[Rows from a segmentation dataset]
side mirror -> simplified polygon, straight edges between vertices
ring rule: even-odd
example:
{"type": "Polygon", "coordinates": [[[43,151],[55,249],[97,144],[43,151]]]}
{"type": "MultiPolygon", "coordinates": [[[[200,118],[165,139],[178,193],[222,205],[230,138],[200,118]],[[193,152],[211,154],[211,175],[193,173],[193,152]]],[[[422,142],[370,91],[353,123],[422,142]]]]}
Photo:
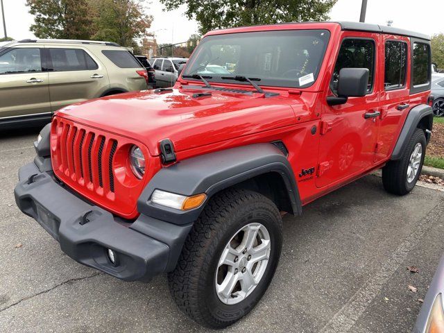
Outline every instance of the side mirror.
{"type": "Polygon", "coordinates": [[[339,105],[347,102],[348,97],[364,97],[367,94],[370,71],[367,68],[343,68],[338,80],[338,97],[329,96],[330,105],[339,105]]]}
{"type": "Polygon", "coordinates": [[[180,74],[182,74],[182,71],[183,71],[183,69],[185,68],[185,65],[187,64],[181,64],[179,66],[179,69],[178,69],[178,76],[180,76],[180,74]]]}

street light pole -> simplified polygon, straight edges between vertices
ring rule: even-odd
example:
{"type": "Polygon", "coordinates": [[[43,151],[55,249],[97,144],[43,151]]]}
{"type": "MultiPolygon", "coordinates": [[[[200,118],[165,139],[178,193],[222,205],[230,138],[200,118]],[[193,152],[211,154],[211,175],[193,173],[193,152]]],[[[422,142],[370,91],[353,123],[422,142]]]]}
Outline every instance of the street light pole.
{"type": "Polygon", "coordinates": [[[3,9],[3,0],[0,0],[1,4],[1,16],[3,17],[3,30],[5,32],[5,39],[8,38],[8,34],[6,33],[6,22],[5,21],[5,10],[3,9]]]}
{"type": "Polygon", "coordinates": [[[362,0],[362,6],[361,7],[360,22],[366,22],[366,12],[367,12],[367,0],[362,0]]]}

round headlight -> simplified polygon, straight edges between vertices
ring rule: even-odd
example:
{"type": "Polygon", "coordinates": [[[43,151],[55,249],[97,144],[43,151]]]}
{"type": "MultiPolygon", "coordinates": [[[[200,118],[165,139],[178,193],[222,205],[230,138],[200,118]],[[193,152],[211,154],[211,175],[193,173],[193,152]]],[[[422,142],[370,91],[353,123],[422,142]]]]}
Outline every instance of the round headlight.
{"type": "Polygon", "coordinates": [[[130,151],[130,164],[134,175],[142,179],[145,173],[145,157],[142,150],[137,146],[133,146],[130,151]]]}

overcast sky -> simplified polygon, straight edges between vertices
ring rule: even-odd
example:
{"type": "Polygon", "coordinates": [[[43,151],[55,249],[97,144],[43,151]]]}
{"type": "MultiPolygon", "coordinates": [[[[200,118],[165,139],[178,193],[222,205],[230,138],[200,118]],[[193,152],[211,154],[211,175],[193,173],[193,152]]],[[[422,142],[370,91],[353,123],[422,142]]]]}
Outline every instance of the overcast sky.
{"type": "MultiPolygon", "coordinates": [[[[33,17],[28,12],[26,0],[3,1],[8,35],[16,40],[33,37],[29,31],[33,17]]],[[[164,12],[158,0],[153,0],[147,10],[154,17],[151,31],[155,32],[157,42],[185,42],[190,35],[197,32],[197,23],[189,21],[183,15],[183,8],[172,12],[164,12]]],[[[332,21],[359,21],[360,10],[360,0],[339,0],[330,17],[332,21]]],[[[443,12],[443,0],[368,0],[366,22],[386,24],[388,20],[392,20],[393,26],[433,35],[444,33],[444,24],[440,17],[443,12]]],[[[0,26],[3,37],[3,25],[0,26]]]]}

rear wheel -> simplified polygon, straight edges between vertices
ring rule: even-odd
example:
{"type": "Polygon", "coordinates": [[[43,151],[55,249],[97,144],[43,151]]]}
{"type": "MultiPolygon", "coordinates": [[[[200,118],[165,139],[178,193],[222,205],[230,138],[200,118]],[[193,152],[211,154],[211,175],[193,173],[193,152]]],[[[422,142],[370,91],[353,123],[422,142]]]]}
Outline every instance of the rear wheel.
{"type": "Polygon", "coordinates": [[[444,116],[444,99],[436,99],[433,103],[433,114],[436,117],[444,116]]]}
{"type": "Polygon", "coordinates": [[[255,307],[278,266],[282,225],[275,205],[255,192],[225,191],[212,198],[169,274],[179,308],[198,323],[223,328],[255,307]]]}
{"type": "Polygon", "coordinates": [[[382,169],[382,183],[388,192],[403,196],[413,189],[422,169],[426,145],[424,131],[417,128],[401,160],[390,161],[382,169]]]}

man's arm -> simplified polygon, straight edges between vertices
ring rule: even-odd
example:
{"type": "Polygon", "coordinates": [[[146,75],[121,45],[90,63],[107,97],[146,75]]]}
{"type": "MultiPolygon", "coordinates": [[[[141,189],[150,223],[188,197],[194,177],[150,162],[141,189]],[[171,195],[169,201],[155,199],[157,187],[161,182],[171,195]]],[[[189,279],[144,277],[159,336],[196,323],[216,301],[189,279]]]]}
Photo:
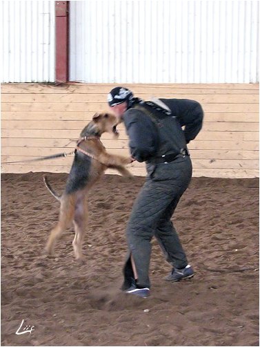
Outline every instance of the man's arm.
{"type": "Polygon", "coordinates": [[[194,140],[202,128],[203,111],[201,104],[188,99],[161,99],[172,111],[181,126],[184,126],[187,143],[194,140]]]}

---

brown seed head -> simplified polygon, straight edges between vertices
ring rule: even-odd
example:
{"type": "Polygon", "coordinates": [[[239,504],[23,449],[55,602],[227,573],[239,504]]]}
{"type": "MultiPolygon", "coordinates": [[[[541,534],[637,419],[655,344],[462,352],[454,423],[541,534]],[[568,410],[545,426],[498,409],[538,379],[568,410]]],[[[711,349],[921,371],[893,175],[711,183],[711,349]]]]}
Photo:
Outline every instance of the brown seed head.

§ Objective
Repeat everything from the line containing "man's arm ->" down to the line containing "Outline every instance of the man's arm.", both ends included. Leave the pictures out of your answer.

§ Solved exercise
man's arm -> simplified polygon, straight edges between vertices
ring rule: even-odd
example:
{"type": "Polygon", "coordinates": [[[146,75],[121,45],[90,63],[107,97],[146,75]]]}
{"type": "MultiPolygon", "coordinates": [[[[141,189],[150,223],[188,197],[194,177],[150,162],[141,189]],[[171,195],[169,201],[155,199],[157,187],[161,182],[171,195]]],[[[189,279],[144,277],[159,336],[196,323],[216,301],[189,279]]]]}
Photo:
Outline every instance of the man's arm.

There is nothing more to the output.